### TEXTO PROPORCIONADO
▬▬▬▬▬▬
RAFAEL LUCIANI 30 de julio de 2016
@rafluciani
Estamos
atravesando una crisis de identidad sociocultural como sujetos, cada vez más
propensos a inhabilitarnos en el ejercicio de una praxis humana capaz de
vincularnos. El otro es visto como alguien desconocido y extraño, incluso con
desprecio. ¿Cómo entender estos cambios socioculturales?
La
humanidad no es una realidad ya acabada. Está siempre en proceso de
realización. El origen tanto del bien como del mal está en decisiones y
acciones de personas que alguna vez fueron movidas por nobles ideales. No
existe un mal puro en ninguna persona. El mal es siempre una decisión, pero
nunca una condición. Es una opción que nos aísla y convierte en seres
indolentes, incapaces de ver y tratar al otro como hermano.
La
teología nos enseña que no podemos dar a nada ni a nadie por perdido. Cualquier
persona o realidad puede cambiar. Este tiene que ser un principio de esperanza
que guíe siempre nuestros pasos en esta vida, desde lo familiar hasta lo
sociopolítico. Las personas pueden recuperar la senda de la honradez humana si
reorientan sus decisiones hacia el bien común.
Max
Picard al tratar de explicar el porqué del auge del nacionalsocialismo en medio
de una sociedad supuestamente cristiana usó un término muy interesante:
Zusammenhangslosigkeit, que significa una pérdida de nuestra capacidad de
vincularnos con los acontecimientos irracionales que van sucediendo en la
sociedad, como fruto de un proceso de ideologización de la realidad. Es algo
así como una pérdida de toda capacidad de asombro y dolencia frente a lo
absurdo de las situaciones que van sucediendo en nuestro entorno, llegando a
percibirlas como normales. Es así como la indolencia se hace hábito.
▬▬▬▬▬▬
### DATOS PROPORCIONADOS
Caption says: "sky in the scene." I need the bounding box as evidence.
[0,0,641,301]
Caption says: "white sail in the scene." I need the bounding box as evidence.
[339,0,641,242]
▬▬▬▬▬▬
### OBJETIVOS
1: ¿Qué término usó Max Picard, según el texto proporcionado, para explicar el auge del nacionalsocialismo?
2: Repite sin cambios el pasaje del texto proporcionado que comienza en las palabras "RAFAEL LUCIANI 30" y termina tras "otro como hermano.".

### RESPUESTAS DADAS
1: Zusammenhangslosigkeit.

2:
RAFAEL LUCIANI 30 de julio de 2016
@rafluciani
Estamos
atravesando una crisis de identidad sociocultural como sujetos, cada vez más
propensos a inhabilitarnos en el ejercicio de una praxis humana capaz de
vincularnos. El otro es visto como alguien desconocido y extraño, incluso con
desprecio. ¿Cómo entender estos cambios socioculturales?
La
humanidad no es una realidad ya acabada. Está siempre en proceso de
realización. El origen tanto del bien como del mal está en decisiones y
acciones de personas que alguna vez fueron movidas por nobles ideales. No
existe un mal puro en ninguna persona. El mal es siempre una decisión, pero
nunca una condición. Es una opción que nos aísla y convierte en seres
indolentes, incapaces de ver y tratar al otro como hermano.